> Challenge 1
In the photography discussion:
(a) Which city is the second poster coming to in the autumn?
(b) Which two photographers are named for their 'quiet' landscapes?
(c) Whom does the writer name as doing conceptualist photography successfully?

> Reading passage
Start

I can not say for sure but I think the tree is this one: 52°45'05.94"N/10°51'36.26"E

Nice. It was the background pollards that interested me. I'm coming to Magdeburg in the autumn, I'll have to swing by on pilgrimage :smile:

I read your post as a desire to make photographs that do more than simply depict a known place. There are a number of classic and contemporary ways of doing that.

Symbolism seems to be making a bit of a comeback in landscape photography, although it's heyday was a hundred years ago with the Pictorial movement. The big problem is finding a shared language with your audience: people are thoroughly ignorant about the countryside these days, and the market for sentimental cliché is unendingly vast.

I am very taken by the 'quiet' landscapes of photographers like Jem Southam and Elgar Esser. Again, there is sometimes the problem of shared knowledge - or the lack of it - and you have to find some way to get your audience to take your photographs seriously and not dimiss them as mere snaps. For me, a book is a better way to publicise this kind of work than a gallery - a book seems to aid contemplation in a way that is hard in most stand-up-and-look venues.

And then there are the conceptualists. I'll confess I find the concepts often very shallow, but there is a vast movement of photography dedicated to collecting seemingly trivial views that aquire force (or not :smile: from the concept behind the project. Marcus Neis is someone who does this successfuly for me.

End

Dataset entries

Start

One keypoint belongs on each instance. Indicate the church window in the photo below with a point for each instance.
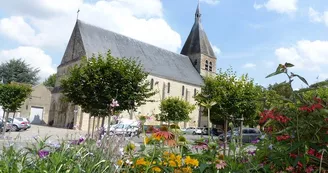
(151, 83)
(210, 66)
(206, 65)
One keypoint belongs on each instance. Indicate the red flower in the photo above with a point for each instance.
(311, 152)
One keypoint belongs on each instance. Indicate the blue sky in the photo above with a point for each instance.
(253, 36)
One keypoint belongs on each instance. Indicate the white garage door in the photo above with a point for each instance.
(36, 115)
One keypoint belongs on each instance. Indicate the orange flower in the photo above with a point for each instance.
(156, 169)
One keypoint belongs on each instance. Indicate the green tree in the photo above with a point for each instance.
(17, 70)
(175, 109)
(96, 82)
(282, 89)
(12, 96)
(50, 81)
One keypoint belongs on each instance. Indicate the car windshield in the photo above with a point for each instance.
(19, 119)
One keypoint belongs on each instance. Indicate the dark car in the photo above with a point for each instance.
(249, 134)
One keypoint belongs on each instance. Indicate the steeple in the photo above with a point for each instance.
(197, 41)
(198, 48)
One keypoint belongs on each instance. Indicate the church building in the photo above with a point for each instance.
(170, 73)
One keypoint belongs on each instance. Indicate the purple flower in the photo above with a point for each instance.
(114, 103)
(255, 141)
(252, 153)
(43, 153)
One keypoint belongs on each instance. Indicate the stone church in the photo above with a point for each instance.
(170, 73)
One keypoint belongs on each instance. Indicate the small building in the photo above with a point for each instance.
(36, 107)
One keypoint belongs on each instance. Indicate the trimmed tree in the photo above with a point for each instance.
(236, 98)
(96, 82)
(174, 109)
(17, 70)
(12, 96)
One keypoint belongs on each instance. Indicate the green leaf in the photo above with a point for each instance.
(274, 73)
(301, 78)
(289, 64)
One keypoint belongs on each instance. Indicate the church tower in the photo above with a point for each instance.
(198, 48)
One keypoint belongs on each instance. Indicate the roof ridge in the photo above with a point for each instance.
(85, 23)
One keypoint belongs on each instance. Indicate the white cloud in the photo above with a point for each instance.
(279, 6)
(314, 15)
(305, 54)
(318, 17)
(211, 2)
(48, 26)
(257, 6)
(33, 56)
(216, 50)
(249, 65)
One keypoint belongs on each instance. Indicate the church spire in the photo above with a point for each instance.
(197, 41)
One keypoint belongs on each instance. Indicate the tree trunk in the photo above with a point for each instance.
(225, 136)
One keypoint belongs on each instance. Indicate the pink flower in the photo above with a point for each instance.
(290, 168)
(221, 164)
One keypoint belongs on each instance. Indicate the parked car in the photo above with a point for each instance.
(189, 130)
(248, 135)
(8, 128)
(18, 124)
(28, 122)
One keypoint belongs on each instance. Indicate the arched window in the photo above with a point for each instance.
(206, 65)
(151, 83)
(210, 67)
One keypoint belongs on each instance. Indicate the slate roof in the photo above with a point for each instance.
(157, 61)
(197, 41)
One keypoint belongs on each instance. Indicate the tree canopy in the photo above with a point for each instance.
(17, 70)
(282, 89)
(175, 109)
(50, 81)
(234, 96)
(95, 82)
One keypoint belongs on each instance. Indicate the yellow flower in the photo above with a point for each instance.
(172, 163)
(120, 162)
(187, 170)
(156, 169)
(141, 161)
(192, 162)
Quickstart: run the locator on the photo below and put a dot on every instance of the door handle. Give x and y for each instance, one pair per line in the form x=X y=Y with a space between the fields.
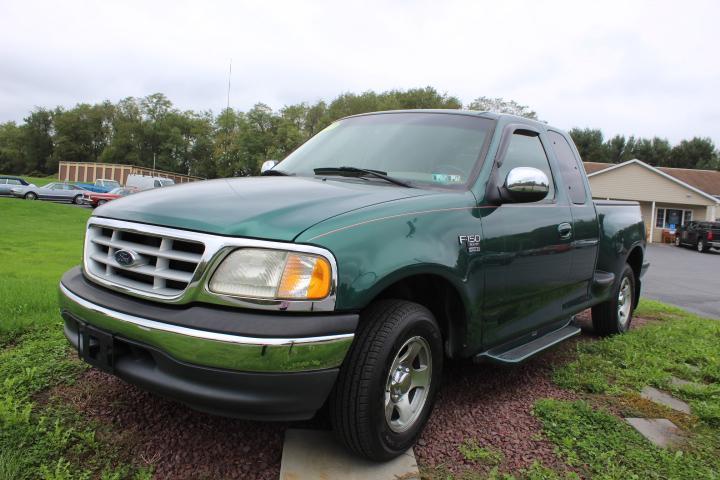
x=565 y=230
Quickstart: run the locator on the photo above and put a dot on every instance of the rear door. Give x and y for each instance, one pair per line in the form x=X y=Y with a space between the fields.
x=586 y=230
x=526 y=247
x=49 y=191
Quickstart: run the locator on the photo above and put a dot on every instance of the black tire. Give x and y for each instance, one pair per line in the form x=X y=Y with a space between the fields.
x=606 y=316
x=357 y=403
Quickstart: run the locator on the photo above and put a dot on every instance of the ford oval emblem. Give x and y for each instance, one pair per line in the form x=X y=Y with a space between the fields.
x=126 y=258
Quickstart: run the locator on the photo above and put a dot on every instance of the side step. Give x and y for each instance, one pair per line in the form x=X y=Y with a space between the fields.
x=516 y=354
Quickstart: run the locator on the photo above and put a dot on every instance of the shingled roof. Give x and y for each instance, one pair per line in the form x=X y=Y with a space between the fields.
x=706 y=180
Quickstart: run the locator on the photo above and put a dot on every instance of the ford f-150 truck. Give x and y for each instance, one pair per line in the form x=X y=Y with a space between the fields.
x=350 y=271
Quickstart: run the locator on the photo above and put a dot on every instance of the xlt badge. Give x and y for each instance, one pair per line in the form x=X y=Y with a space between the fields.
x=471 y=242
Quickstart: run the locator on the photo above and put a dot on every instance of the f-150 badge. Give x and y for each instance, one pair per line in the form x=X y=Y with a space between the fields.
x=471 y=242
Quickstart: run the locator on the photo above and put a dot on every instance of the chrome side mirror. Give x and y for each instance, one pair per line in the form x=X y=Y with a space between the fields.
x=267 y=165
x=526 y=184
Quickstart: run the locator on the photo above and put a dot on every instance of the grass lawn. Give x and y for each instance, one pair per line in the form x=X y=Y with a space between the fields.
x=40 y=438
x=609 y=374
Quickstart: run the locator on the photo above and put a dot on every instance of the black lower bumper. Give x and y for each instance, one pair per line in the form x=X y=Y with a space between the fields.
x=255 y=396
x=221 y=373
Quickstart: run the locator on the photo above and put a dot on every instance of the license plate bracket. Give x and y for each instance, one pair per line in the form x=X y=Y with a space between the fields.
x=96 y=347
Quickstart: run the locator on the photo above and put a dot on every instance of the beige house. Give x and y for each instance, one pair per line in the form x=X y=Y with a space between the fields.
x=668 y=197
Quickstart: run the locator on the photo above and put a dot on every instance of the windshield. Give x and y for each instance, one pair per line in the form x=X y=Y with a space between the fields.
x=424 y=148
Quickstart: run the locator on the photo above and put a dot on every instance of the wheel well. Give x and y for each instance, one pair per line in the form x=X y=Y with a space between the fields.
x=635 y=261
x=440 y=297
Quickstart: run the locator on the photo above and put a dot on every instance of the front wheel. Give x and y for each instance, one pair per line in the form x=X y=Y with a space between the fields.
x=615 y=315
x=387 y=385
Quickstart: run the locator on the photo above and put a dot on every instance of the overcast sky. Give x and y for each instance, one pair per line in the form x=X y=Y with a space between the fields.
x=643 y=68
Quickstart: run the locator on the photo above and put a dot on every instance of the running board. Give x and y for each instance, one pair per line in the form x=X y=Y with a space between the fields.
x=516 y=354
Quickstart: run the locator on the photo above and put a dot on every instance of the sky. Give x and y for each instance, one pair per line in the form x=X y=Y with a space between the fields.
x=631 y=67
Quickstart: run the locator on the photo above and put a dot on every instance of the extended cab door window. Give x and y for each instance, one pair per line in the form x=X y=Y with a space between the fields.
x=586 y=230
x=569 y=168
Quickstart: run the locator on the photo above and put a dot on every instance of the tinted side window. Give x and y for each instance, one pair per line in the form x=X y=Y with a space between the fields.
x=525 y=150
x=569 y=168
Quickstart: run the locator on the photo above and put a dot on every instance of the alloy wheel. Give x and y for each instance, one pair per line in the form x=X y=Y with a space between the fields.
x=408 y=384
x=625 y=302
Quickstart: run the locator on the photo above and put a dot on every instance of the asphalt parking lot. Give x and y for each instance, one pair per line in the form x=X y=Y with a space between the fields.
x=684 y=277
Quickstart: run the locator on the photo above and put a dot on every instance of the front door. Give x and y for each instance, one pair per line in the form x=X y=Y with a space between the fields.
x=526 y=249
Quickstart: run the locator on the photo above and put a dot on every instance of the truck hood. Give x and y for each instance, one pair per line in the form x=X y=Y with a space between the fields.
x=273 y=208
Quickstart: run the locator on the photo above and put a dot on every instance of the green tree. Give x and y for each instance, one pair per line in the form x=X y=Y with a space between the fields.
x=655 y=152
x=590 y=145
x=500 y=105
x=12 y=145
x=38 y=139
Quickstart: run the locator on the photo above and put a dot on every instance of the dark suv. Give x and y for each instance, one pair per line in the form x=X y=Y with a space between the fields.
x=701 y=235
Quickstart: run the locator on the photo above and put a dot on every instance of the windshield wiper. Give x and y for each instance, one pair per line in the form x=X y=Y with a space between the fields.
x=275 y=173
x=360 y=172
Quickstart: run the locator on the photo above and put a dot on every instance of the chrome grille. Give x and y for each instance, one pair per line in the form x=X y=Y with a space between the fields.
x=164 y=265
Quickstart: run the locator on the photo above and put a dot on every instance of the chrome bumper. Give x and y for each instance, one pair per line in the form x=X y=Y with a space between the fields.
x=207 y=348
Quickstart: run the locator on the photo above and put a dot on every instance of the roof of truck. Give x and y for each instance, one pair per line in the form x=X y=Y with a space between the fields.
x=451 y=111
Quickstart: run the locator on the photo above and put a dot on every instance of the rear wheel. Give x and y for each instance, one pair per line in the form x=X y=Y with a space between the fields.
x=387 y=385
x=615 y=315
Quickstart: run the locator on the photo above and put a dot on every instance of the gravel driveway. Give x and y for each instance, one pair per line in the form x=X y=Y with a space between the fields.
x=684 y=277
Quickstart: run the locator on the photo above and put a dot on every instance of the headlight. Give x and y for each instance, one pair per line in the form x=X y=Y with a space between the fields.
x=276 y=274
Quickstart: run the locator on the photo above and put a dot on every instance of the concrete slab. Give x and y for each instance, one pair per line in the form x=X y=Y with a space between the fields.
x=679 y=382
x=655 y=395
x=659 y=431
x=315 y=454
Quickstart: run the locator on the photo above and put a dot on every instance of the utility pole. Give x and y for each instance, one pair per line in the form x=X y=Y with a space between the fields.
x=229 y=78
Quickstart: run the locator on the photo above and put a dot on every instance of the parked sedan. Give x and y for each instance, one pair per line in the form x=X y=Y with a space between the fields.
x=56 y=191
x=701 y=235
x=7 y=183
x=97 y=199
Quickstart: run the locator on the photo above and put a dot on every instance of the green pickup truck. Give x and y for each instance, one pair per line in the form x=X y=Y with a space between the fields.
x=350 y=271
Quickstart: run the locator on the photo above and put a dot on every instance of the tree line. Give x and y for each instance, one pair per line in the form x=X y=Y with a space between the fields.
x=152 y=131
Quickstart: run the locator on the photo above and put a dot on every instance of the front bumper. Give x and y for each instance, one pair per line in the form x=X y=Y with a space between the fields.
x=212 y=359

End

> Challenge 2
Can you put the part of the rows that opens with the line containing "of the running" and closes with the line containing "x=273 y=208", both included, into a Markdown table with the columns Index and Line, numbering each line and leaving out blank lines?

> Solution 1
(a) Magdeburg
(b) Jem Southam and Elgar Esser
(c) Marcus Neis

> Solution 2
| Index | Line |
|---|---|
| 1 | Quickstart: run the locator on the photo above and put a dot on every instance of the running board. Give x and y for each instance, one pair per line in the form x=X y=Y with a space between the fields. |
| 2 | x=516 y=354 |
| 3 | Quickstart: run the locator on the photo above and put a dot on every instance of the sky. Give x and y for each instance, one pair per line in the form x=X y=Y with a space between the fields. |
| 4 | x=631 y=67 |
| 5 | Quickstart: run the locator on the photo above and put a dot on every instance of the extended cab door window. Give x and y for each instance, one pair per line in the form x=X y=Y with a space between the fields. |
| 6 | x=586 y=230 |
| 7 | x=569 y=168 |
| 8 | Quickstart: run the locator on the photo above and put a dot on every instance of the tinted side window. Give x and y for each instance, one pair per line in the form x=X y=Y with a space between the fields. |
| 9 | x=525 y=150 |
| 10 | x=569 y=168 |
| 11 | Quickstart: run the locator on the photo above and put a dot on every instance of the alloy wheel. Give x and y for each instance, one pair per line in the form x=X y=Y with a space between the fields. |
| 12 | x=408 y=384 |
| 13 | x=625 y=302 |
| 14 | Quickstart: run the locator on the photo above and put a dot on every instance of the asphalt parking lot. Give x and y for each instance, one pair per line in the form x=X y=Y with a space between the fields. |
| 15 | x=684 y=277 |
| 16 | Quickstart: run the locator on the photo above and put a dot on every instance of the front door. Give x and y for each instance, one pair per line in the form x=X y=Y with a space between the fields. |
| 17 | x=526 y=249 |
| 18 | Quickstart: run the locator on the photo above and put a dot on every instance of the truck hood. Give x and y for each instance, one pair per line in the form x=X y=Y with a space between the fields. |
| 19 | x=273 y=208 |